*** Text block

Performance Evaluation of Flue Gas Emissions and Small-Scale Solid Waste Incinerator from Egerton University and Its Environs, Kenya

This chapter evaluated the factors influencing the performance of small-scale incinerators by incinerating solid wastes at varying: moisture contents; loading/charging rates; and operating temperature levels on flue gas emissions (carbon monoxide, carbon dioxide and hydrocarbon). Solid waste management issue is the biggest challenge to the authorities of both small and large cities in developing countries. This is mainly due to the increasing generation of such solid waste and the burden posed on the municipal budgets. In addition to the high costs, solid waste management is associated with lack of understanding over different factors that affect the entire handling system.

******
*** Record extracts

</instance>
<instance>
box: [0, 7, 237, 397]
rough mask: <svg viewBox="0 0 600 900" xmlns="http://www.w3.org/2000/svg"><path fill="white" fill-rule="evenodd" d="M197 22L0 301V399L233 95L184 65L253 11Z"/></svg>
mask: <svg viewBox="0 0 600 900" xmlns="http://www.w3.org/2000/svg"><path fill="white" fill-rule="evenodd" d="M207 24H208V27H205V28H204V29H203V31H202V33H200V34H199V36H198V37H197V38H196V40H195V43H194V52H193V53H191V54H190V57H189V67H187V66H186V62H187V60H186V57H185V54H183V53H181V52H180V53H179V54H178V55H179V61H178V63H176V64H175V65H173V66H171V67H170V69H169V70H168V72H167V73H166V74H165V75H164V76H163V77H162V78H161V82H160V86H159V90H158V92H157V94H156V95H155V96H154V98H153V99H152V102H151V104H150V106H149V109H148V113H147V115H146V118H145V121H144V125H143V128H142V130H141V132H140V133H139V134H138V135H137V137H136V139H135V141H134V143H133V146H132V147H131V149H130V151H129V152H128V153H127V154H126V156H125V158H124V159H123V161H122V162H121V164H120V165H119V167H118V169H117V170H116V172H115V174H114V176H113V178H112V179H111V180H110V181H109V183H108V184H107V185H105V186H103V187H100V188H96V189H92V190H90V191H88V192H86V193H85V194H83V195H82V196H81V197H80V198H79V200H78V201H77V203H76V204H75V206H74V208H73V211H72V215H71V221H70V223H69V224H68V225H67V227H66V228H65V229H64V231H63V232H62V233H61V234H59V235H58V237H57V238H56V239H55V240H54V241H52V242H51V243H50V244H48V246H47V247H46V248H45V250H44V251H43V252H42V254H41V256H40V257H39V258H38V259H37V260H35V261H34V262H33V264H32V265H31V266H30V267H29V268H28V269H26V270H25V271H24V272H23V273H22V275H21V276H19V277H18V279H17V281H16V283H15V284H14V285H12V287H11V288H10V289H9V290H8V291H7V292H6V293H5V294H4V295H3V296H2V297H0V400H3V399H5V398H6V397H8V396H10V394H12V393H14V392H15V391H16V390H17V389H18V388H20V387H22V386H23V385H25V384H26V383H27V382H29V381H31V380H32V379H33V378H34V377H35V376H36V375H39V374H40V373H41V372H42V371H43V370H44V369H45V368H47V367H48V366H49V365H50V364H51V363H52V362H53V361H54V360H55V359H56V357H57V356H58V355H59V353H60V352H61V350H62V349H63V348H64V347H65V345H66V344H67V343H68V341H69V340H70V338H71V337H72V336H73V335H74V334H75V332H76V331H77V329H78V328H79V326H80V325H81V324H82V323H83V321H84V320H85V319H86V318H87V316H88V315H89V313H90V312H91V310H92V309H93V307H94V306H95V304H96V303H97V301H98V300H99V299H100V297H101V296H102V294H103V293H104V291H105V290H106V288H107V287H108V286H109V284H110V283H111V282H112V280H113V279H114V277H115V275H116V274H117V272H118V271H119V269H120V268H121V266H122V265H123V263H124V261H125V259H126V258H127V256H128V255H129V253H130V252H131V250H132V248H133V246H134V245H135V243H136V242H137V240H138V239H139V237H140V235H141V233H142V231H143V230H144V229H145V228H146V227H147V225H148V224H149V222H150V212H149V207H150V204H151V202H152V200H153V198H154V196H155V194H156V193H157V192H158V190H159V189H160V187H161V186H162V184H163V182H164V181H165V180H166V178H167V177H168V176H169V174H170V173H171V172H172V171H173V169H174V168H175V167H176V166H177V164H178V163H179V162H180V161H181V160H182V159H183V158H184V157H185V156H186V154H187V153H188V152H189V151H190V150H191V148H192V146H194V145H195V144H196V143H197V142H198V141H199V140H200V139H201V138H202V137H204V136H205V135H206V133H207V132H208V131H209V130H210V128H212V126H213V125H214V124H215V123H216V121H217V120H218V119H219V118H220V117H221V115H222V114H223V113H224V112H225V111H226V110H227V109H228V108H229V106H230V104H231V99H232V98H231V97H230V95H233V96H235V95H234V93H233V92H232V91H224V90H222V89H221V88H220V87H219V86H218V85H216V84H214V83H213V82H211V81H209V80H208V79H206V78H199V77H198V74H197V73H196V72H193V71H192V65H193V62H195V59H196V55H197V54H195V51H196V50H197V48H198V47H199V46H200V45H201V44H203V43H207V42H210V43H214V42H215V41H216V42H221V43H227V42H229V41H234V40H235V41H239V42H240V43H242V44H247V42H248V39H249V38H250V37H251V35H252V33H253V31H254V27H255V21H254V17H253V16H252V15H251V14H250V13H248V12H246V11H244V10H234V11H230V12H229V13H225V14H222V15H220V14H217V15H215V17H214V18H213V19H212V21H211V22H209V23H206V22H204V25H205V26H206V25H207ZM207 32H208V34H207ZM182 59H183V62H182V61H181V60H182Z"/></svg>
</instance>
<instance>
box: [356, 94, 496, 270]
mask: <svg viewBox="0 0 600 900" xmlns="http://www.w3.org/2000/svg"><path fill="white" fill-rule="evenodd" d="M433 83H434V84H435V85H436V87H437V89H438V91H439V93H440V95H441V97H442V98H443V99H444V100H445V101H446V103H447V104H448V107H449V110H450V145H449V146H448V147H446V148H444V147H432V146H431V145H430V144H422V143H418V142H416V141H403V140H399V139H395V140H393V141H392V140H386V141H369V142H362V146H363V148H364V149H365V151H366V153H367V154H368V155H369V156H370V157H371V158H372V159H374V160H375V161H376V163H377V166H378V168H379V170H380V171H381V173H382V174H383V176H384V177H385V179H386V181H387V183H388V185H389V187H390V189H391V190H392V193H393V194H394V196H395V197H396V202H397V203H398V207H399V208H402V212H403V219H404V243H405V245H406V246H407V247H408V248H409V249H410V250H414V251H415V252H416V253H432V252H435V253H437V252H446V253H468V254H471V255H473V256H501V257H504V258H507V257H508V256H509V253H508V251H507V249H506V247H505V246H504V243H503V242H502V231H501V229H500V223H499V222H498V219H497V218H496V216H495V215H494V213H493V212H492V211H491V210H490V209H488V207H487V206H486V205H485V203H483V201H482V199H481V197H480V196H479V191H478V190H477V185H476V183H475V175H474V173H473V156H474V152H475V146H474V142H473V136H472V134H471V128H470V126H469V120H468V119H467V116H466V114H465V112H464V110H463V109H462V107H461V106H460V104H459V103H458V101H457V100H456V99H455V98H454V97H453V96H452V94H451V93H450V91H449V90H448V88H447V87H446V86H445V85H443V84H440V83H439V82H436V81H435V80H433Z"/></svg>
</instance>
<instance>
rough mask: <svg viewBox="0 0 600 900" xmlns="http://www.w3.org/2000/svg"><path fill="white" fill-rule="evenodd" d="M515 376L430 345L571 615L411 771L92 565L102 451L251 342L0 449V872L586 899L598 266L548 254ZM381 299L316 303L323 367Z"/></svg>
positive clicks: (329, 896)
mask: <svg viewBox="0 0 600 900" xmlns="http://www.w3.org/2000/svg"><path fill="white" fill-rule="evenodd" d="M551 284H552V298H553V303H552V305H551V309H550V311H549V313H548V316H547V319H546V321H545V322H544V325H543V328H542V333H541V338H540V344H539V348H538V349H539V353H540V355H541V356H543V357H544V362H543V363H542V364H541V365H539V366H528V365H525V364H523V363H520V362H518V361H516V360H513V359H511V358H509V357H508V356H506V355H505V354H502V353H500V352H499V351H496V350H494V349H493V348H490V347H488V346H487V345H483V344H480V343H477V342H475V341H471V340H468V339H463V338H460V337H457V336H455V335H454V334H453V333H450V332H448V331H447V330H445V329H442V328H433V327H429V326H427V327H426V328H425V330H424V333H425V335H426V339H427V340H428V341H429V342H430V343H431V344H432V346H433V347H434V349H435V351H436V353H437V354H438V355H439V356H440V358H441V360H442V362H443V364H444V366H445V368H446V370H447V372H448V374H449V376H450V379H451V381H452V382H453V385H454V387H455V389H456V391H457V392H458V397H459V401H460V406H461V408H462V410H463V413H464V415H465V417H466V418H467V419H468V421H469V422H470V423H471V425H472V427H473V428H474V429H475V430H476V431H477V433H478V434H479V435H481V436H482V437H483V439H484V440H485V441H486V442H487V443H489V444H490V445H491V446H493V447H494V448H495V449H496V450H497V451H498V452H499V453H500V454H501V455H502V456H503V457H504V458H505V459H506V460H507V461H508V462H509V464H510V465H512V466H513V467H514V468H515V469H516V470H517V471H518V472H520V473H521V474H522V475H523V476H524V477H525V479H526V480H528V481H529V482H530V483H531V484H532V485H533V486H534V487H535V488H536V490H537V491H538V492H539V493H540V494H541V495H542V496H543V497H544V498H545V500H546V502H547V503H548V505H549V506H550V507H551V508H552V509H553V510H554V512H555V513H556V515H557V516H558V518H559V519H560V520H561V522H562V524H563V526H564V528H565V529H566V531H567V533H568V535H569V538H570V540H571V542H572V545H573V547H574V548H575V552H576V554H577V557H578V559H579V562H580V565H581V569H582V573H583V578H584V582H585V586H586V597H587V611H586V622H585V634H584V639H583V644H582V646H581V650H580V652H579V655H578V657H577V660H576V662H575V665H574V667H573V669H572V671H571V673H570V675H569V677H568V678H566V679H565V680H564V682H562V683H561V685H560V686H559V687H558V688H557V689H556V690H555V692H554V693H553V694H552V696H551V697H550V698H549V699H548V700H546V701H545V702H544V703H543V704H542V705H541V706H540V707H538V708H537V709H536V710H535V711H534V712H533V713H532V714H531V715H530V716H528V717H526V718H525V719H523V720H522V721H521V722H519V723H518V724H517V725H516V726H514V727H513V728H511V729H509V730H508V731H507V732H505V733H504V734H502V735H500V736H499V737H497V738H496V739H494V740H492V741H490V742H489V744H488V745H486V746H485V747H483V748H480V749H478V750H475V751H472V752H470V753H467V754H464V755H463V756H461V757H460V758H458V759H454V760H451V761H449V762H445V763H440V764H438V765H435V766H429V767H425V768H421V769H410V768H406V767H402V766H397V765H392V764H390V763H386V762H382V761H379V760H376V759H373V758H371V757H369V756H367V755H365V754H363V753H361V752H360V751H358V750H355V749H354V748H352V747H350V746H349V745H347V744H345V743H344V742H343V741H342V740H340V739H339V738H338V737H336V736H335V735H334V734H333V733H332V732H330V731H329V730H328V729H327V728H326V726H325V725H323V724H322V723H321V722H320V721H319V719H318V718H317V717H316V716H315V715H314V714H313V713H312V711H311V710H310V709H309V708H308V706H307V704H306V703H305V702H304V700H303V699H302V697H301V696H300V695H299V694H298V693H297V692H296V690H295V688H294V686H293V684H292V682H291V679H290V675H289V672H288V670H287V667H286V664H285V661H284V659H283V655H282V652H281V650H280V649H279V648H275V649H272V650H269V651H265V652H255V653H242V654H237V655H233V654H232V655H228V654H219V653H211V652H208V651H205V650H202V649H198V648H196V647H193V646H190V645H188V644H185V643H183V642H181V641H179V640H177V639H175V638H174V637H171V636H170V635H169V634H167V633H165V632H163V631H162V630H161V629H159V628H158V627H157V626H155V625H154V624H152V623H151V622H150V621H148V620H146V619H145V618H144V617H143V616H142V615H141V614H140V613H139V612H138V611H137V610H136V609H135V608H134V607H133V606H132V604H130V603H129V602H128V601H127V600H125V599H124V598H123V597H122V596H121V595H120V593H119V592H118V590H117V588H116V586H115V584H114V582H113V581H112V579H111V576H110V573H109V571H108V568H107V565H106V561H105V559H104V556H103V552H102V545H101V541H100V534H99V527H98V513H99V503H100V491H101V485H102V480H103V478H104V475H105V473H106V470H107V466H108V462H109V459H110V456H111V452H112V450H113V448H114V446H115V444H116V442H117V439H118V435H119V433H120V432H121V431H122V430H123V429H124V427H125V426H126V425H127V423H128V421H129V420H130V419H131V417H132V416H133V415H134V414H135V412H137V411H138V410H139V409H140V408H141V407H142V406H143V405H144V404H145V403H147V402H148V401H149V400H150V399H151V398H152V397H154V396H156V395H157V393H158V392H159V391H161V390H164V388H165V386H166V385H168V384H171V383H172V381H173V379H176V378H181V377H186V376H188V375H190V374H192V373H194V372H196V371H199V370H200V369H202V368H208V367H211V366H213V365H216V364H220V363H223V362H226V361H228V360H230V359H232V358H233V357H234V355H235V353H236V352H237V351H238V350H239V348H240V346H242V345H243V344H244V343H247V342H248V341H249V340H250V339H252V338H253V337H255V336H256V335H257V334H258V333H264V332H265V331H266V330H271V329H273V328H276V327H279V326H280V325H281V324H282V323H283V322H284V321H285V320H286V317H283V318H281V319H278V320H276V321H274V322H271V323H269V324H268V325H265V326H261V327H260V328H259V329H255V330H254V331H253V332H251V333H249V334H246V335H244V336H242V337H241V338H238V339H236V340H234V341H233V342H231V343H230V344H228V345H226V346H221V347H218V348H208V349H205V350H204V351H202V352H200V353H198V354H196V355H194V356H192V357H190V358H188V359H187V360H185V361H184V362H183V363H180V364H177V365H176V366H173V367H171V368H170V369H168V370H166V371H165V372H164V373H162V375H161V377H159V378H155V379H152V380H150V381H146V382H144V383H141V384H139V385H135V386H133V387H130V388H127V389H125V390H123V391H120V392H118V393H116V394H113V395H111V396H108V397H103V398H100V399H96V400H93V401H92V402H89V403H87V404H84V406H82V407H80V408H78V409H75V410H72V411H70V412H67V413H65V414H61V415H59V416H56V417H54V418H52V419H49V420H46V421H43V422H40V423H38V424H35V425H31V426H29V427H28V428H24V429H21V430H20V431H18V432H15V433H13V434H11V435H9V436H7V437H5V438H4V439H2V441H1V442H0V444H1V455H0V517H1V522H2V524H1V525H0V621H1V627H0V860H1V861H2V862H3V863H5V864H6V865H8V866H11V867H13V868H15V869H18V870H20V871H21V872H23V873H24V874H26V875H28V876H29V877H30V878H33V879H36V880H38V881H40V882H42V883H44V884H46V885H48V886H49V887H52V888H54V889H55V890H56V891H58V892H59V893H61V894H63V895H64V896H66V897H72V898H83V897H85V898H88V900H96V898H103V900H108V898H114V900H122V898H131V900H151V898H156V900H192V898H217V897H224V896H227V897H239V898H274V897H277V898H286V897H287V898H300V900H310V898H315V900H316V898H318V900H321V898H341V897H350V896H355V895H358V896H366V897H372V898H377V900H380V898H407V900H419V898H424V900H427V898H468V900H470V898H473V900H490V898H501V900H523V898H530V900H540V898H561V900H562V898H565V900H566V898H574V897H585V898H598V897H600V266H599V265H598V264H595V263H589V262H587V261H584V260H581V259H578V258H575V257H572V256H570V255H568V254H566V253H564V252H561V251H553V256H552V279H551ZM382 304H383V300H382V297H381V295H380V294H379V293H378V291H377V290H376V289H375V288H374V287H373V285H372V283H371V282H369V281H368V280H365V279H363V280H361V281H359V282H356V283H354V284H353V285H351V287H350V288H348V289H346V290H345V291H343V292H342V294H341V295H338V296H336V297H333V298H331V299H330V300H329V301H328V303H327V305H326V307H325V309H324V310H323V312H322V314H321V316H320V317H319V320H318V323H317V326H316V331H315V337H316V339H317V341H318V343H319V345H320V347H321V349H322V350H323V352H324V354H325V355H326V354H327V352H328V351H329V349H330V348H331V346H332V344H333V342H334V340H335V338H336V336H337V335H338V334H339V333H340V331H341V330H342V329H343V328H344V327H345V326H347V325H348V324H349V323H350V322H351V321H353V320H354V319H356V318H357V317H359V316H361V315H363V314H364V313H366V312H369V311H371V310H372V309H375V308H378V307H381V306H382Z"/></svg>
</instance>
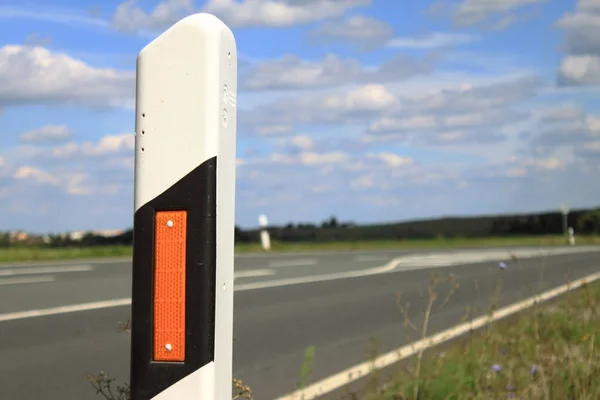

******

Exercise set:
(a) Transcribe the stretch of the incinerator performance passage from "Performance Evaluation of" through "entire handling system.".
(b) Finish out the next part of the incinerator performance passage, picking up from its final sentence.

Per-task outputs:
(a)
Performance Evaluation of Flue Gas Emissions and Small-Scale Solid Waste Incinerator from Egerton University and Its Environs, Kenya

This chapter evaluated the factors influencing the performance of small-scale incinerators by incinerating solid wastes at varying: moisture contents; loading/charging rates; and operating temperature levels on flue gas emissions (carbon monoxide, carbon dioxide and hydrocarbon). Solid waste management issue is the biggest challenge to the authorities of both small and large cities in developing countries. This is mainly due to the increasing generation of such solid waste and the burden posed on the municipal budgets. In addition to the high costs, solid waste management is associated with lack of understanding over different factors that affect the entire handling system.

(b)
This research was conducted using incinerators at Egerton University (Dispensary), Ng’ondu (Janda Plaza), Green Valley (Community Resource Centre) and domestic in neighbouring estates including the Animal Science Nutritional Laboratories (Muffle Furnaces). Data collected were statistically analysed to determine trends, means, F-values and Least Significant Different (LSD) at . Wastes incineration at varying moisture contents (MC) from 15 to 75% produced mean emission values for carbon monoxide (CO), carbon dioxide (CO2), and hydrocarbon (HC) ranging between 5 and 11 ppm, 5 and 14%, and from 508 to 1168 ppm, respectively. Varying the incinerator loading rates from 15 to 75 kg/h yielded means CO ranging between 5 and 12 ppm, CO2 from 5 to 14%, and HC between 252 and 1096 ppm, respectively. Waste incineration at varying operating temperature levels from 180 to 900°C contributed to mean emissions for CO, CO2 and HC ranging from 14 to 5 ppm, 15 to 6% and 1253 to 316 ppm, respectively. The Egerton University dispensary incinerator had the best incineration performance compared to the rest. The high levels of flue gas emissions, overloaded incinerators, and low operating temperatures all contributed to incomplete waste combustion and dark, dense smoke, which indicated poor incineration performance. Low moisture content, high operating temperatures, low levels of carbon, and white and fine bottom ash were formed during waste incineration, indicating complete combustion. The incineration combustion efficiency improvement through the continuous emission monitoring would reduce the flue gas emission levels and increase the quality of bottom ash residues.